■ **Task instructions**
Pull out each line of the records holding the string "loose".

(Data entries)
◆ ◆ ◆ ◆ ◆ ◆ ◆

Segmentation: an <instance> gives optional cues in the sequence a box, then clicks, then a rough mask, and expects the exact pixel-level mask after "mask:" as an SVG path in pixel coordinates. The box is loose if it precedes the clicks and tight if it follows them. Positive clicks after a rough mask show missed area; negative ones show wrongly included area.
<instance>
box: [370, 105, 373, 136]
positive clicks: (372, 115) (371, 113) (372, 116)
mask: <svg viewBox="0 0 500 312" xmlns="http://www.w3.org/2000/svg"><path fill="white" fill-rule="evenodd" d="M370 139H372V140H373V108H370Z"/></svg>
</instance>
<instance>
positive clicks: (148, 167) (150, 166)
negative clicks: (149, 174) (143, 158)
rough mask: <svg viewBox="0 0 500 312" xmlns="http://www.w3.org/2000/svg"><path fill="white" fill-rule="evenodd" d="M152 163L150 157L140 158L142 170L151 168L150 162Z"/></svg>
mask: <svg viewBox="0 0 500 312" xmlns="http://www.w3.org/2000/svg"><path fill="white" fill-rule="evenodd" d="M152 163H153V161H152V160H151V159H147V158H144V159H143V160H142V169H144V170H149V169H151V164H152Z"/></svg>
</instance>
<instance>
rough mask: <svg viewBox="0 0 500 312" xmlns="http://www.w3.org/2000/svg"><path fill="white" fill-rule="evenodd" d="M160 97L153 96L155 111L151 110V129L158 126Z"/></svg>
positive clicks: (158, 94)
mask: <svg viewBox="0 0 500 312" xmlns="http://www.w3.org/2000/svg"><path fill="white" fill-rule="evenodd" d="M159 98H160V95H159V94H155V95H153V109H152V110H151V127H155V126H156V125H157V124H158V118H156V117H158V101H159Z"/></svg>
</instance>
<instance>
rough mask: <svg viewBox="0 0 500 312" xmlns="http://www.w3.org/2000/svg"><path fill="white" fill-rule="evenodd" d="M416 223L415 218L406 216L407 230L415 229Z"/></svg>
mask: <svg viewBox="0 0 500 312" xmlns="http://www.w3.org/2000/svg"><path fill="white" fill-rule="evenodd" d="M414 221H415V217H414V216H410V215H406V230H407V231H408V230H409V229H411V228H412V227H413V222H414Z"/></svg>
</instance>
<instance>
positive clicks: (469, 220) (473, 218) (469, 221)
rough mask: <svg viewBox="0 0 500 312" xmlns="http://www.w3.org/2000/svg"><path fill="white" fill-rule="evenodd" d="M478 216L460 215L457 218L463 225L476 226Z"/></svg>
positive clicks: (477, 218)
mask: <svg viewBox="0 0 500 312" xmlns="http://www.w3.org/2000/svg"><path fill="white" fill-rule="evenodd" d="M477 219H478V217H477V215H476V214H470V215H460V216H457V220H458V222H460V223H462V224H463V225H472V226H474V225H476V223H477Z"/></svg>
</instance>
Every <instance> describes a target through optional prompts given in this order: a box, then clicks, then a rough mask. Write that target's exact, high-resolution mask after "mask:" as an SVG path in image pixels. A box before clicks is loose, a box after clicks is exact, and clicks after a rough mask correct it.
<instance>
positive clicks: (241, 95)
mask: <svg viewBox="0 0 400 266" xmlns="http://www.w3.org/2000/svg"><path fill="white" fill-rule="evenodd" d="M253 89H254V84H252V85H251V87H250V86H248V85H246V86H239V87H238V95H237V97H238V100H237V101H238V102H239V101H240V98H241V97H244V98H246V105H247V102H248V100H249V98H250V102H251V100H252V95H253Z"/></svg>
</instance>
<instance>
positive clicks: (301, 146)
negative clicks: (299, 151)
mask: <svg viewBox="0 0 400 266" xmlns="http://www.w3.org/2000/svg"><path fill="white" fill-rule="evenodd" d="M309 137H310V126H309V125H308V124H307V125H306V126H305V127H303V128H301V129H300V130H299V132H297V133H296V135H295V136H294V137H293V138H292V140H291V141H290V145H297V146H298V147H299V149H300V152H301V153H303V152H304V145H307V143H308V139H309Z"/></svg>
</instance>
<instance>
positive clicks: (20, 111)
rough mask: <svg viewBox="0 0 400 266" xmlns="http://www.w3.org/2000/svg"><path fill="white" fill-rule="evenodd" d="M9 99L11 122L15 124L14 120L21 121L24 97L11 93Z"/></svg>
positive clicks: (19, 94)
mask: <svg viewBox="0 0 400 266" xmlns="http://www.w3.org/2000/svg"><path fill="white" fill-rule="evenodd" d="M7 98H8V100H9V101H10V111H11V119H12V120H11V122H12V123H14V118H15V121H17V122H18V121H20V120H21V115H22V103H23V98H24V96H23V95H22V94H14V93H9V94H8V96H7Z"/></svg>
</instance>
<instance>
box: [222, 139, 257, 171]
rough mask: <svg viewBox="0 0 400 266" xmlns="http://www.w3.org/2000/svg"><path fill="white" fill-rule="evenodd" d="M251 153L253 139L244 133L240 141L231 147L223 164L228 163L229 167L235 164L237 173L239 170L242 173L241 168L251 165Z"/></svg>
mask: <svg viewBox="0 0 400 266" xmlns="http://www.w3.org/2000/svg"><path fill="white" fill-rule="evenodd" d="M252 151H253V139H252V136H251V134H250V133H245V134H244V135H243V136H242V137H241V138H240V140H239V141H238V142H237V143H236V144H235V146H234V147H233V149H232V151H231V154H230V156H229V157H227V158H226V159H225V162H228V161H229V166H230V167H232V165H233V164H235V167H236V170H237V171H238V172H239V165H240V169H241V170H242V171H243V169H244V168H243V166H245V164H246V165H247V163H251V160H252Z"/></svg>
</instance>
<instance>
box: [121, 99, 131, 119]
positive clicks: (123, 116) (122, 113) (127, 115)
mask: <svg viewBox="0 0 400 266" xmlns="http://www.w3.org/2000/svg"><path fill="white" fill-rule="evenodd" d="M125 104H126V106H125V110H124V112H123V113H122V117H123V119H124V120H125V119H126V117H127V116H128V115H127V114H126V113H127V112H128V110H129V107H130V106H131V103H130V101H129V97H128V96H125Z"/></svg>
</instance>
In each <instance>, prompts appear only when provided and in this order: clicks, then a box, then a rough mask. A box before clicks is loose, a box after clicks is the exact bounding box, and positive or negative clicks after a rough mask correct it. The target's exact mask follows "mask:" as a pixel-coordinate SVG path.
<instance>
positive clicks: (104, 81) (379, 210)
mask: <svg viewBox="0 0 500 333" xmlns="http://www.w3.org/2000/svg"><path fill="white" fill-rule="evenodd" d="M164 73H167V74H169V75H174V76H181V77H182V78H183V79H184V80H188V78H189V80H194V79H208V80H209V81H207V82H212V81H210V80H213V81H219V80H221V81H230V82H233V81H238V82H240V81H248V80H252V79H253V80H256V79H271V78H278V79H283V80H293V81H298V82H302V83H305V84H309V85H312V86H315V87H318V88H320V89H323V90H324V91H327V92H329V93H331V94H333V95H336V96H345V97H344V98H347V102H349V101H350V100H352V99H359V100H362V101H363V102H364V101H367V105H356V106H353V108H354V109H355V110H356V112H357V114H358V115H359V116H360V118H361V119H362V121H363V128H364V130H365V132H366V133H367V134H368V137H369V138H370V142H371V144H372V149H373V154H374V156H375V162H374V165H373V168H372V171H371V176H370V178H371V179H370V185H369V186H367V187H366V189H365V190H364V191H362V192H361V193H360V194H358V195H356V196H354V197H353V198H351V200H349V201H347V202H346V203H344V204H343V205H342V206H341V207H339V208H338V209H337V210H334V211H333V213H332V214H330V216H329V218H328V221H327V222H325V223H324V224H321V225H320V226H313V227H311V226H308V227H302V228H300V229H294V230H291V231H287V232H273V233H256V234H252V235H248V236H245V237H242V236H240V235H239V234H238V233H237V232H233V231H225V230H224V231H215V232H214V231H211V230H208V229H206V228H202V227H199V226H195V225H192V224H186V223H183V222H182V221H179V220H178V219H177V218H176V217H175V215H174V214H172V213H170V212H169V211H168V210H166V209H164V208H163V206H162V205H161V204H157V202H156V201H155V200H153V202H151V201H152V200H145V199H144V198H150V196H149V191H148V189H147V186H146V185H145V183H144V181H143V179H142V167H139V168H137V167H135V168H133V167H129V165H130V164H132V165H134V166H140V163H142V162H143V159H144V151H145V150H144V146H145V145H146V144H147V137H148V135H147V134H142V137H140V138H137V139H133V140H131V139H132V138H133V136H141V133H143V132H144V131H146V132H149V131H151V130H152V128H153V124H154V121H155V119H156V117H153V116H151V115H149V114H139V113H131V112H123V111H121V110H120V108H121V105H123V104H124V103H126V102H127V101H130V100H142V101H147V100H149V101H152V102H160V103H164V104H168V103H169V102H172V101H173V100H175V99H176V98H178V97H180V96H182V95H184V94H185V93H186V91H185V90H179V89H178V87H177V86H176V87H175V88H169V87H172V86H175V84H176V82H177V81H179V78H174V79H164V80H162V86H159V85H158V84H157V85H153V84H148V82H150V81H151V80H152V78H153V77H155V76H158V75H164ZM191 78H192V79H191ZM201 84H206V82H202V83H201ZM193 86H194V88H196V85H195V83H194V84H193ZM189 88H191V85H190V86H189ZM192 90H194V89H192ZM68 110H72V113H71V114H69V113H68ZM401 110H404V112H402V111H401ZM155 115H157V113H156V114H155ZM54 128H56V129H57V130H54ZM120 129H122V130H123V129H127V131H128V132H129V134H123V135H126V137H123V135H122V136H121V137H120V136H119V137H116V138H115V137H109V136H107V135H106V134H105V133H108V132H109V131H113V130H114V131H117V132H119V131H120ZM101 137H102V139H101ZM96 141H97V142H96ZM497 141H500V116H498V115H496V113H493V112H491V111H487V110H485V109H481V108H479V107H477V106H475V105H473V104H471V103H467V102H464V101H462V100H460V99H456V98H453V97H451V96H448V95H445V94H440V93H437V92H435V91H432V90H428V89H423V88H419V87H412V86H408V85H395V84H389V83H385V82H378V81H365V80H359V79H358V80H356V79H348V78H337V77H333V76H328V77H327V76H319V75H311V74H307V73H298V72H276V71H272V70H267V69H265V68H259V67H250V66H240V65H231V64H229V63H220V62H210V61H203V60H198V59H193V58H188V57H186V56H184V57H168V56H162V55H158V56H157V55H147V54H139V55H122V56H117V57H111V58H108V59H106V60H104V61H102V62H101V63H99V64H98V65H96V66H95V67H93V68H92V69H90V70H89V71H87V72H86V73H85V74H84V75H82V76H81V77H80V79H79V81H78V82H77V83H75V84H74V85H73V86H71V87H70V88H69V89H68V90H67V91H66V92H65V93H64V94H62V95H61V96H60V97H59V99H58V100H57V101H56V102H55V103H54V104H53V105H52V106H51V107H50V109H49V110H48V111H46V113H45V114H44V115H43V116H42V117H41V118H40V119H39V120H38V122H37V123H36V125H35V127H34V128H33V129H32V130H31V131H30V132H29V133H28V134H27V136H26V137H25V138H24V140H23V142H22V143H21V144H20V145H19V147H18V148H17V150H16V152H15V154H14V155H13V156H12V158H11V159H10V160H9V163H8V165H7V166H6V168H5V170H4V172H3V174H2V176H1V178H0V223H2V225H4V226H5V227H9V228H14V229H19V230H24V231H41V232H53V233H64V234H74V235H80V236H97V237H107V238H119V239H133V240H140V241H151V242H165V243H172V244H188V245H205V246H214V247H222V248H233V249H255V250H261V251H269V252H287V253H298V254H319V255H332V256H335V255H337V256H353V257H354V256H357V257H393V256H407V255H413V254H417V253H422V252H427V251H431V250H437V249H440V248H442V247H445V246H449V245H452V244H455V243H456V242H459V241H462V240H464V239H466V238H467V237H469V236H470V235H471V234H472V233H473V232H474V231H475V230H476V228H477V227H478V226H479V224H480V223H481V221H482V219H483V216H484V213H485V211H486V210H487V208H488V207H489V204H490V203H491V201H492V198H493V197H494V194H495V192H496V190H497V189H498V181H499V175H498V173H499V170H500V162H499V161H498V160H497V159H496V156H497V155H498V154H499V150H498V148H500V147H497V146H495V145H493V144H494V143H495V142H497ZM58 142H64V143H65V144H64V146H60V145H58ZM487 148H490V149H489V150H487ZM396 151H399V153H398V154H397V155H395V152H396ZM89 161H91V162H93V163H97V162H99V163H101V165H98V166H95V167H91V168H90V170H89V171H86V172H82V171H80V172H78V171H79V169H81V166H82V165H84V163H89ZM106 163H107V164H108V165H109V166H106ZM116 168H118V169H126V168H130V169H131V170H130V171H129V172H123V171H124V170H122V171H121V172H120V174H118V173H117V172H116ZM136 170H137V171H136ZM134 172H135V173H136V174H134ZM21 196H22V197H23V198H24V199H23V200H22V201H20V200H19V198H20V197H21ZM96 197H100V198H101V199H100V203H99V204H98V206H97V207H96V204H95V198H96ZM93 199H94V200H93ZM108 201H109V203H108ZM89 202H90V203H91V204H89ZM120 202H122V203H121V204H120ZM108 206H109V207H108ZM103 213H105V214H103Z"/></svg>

◆ ◆ ◆ ◆ ◆ ◆ ◆

■ **Answer to this task**
Segmentation: an <instance> gives optional cues in the sequence a box, then clicks, then a rough mask, and expects the exact pixel-level mask after "mask:" as an SVG path in pixel coordinates. The box is loose if it precedes the clicks and tight if it follows them. Positive clicks after a rough mask show missed area; negative ones show wrongly included area.
Every <instance> describes a target through optional prompts given in this order: a box, then clicks, then a rough mask. Write that target's exact, high-resolution mask after "mask:" as an SVG path in image pixels. A box before clicks is loose, a box after clicks is exact, and clicks after a rough mask correct it.
In each <instance>, prompts appear only when provided and in this order: clicks, then a box, then a rough mask. A box before clicks is loose, a box after clicks is the exact bounding box, and positive or negative clicks after a rough mask correct it. The target's exact mask follows "mask:" as a pixel-coordinate SVG path.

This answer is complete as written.